▶ WRITTEN PROBLEM A
Quote the rows, starting with the line that contains "Reviewer note: confirm that every instance of the black" and continuing through the final row, copying every line verbatim, both ends included.

▶ TEXT

The Story of a Shipwrecked Sailor
, beautifully produced by Knopf and given a bright, smooth-running translation by Randolph Hogan, is not, actually, fiction, but a “real-life” adventure—the account by a twenty-year-old Colombian sailor, Luis Alejandro Velasco, of his ten days adrift in a raft in the Caribbean without food or water. It happened in the winter of 1955, and Velasco briefly became a national hero for his feat of survival. At the time, Gabriel García Márquez was a staff reporter for the Bogotá daily
El Espectador;
interviewing the young sailor in twenty sessions of six hours each, he was pleasantly surprised to find that Velasco had “an exceptional instinct for the art of narrative, an astonishing memory and ability to synthesize, and enough uncultivated dignity to be able to laugh at his own heroism.” Fifteen years later, in an introduction written for the first book publication of the resulting story, García Márquez recalled how he and his interview subject “put together an accurate and concise account of his ten days at sea. It was so detailed and so exciting that my only concern was finding readers who would believe it.” The
story, under the sailor’s by-line, ran in fourteen consecutive installments, and “readers scrambled in front of the [newspaper] building to buy back issues in order to collect the entire series.” The government was less enthusiastic, as Velasco’s narrative revealed that he and seven drowned fellow crew members were swept overboard not due to a storm but because their destroyer, returning from eight months of repairs in Mobile, Alabama, was loaded with contraband American goods—refrigerators, television sets, washing machines—that spilled from the deck in heavy seas on a sunny day. The Rojas dictatorship denied the scandal, and
El Espectador
countered by printing sailors’ on-board snapshots showing the illegal cargo in the background. Within months,
El Espectador
was shut down by government reprisals, and Velasco himself, who refused to change his story, had to leave the Navy. By 1957 the former national hero occupied the obscurity of “a desk at a bus company.”

▶ WRITTEN PROBLEM B
According to the text on the shipwrecked sailor, in how many consecutive installments did the story run?

[Excerpts from pointing data]
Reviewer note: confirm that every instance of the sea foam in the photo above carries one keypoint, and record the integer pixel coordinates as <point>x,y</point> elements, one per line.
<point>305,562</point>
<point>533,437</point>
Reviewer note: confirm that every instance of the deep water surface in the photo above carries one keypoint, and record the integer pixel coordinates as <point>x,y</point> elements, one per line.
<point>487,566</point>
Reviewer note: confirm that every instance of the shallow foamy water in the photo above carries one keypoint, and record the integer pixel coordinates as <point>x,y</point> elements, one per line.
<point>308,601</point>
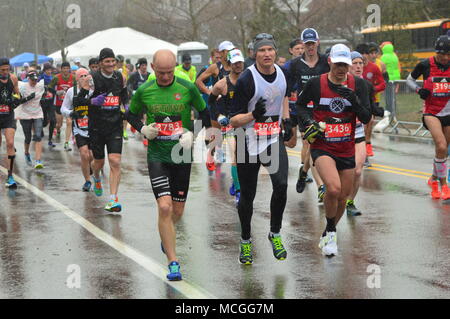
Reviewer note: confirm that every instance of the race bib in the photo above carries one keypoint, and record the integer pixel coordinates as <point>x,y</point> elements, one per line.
<point>170,127</point>
<point>83,123</point>
<point>267,127</point>
<point>4,109</point>
<point>338,130</point>
<point>441,87</point>
<point>111,103</point>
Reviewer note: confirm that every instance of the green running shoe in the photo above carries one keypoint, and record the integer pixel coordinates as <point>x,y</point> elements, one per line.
<point>277,246</point>
<point>246,255</point>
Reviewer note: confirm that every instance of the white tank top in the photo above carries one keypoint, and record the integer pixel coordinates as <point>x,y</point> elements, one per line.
<point>274,93</point>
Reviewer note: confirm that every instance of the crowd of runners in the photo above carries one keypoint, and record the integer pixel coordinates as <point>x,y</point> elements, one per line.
<point>256,107</point>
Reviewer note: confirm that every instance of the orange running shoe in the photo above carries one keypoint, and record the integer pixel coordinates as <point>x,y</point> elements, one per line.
<point>445,192</point>
<point>435,193</point>
<point>369,150</point>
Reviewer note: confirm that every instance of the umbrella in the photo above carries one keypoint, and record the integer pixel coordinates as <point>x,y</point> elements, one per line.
<point>28,57</point>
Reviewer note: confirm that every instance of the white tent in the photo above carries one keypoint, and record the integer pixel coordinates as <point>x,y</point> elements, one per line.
<point>128,42</point>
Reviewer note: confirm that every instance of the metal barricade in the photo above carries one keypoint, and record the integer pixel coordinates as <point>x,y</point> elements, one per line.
<point>406,110</point>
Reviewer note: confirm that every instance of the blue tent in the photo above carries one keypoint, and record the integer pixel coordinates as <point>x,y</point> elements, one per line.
<point>28,57</point>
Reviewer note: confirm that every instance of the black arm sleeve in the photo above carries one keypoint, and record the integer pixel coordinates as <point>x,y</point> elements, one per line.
<point>305,114</point>
<point>362,108</point>
<point>134,120</point>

▶ RESULT A
Reviewer note: confirm that every instance of the black arm sleeve in the photo above carries one keypoint, and record the integer pixel coordinates as <point>x,y</point> elements, one per line.
<point>305,114</point>
<point>362,108</point>
<point>134,120</point>

▶ RESULT B
Fourteen.